- [Conjunto de tareas]
1. Según el fragmento, ¿qué ropa llevaba la mujer que entró en el despacho?
2. Copia literalmente la parte del fragmento que comienza con las palabras "Una llamada suave" y termina con "esto?-preguntó sin preámbulos.".

**** Fragmento seleccionado

Resopló. Le parecía mal que los miembros se involucraran, pero le parecía aún peor que esas cosas ocurrieran a su alrededor. Por supuesto, no podía estar seguro. Pero había escuchado las declaraciones de la chica belga, y las de los tres chicos de la residencia. Las señales estaban ahí, todas y cada una de ellas. Aunque el primer cuerpo no hubiera aparecido aún, y el segundo no presentara ni uno sólo de los síntomas. Había algo que no era capaz de identificar, desde luego, algo que no había conseguido encontrar en los archivos, pero sabía que se enfrentaban a lo mismo. Y le molestaba mucho, no había pedido que pasara, prefería poder mantenerse al margen. Deseó no haber llevado a la doctoranda de intercambio a entrevistarse con la chica, pero ahora ya no había nada que hacer.

Una llamada suave a la puerta le sacó de sus pensamientos.

- Sí.

Una mujer alta, con el cabello negro recogido en una coleta alta y vestida con vaqueros y jersey de lana entró en su despacho.

- ¿De verdad está pasando esto?-preguntó sin preámbulos.

Gabriel asintió. Durante un momento tuvo la impresión de que Meike le estaba acusando directamente a él por lo ocurrido y sintió un ramalazo de ira. Era el menos interesado en que pasara una cosa así.

********
**** Entradas proporcionadas

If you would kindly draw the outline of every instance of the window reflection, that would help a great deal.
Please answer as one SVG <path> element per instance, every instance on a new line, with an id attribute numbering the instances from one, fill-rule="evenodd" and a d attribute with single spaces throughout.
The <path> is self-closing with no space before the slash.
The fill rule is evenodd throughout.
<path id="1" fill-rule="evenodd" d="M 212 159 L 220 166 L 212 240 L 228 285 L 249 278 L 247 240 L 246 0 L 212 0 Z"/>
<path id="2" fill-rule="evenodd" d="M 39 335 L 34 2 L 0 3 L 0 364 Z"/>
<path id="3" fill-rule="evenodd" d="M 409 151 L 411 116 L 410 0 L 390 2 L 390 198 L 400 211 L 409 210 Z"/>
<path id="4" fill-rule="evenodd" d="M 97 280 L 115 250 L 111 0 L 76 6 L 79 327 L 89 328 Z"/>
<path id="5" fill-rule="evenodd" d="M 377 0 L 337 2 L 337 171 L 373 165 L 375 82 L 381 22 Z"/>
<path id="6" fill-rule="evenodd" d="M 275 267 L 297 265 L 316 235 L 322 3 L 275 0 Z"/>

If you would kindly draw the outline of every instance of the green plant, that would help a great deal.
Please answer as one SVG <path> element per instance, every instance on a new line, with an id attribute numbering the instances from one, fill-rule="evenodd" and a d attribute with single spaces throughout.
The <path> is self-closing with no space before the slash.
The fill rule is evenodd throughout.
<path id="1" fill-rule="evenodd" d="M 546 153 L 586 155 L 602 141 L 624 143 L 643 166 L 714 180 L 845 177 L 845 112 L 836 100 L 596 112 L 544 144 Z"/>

********
**** Entradas proporcionadas

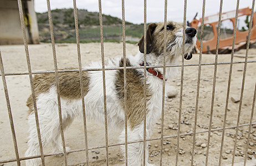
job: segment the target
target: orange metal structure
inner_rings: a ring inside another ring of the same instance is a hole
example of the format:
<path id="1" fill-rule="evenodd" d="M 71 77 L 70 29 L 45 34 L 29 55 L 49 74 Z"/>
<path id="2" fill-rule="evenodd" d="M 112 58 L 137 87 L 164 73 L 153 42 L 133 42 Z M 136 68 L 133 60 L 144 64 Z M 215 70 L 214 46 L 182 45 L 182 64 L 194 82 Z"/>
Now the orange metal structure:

********

- [Resultados por tarea]
1. Llevaba vaqueros y un jersey de lana.

2.
Una llamada suave a la puerta le sacó de sus pensamientos.

- Sí.

Una mujer alta, con el cabello negro recogido en una coleta alta y vestida con vaqueros y jersey de lana entró en su despacho.

- ¿De verdad está pasando esto?-preguntó sin preámbulos.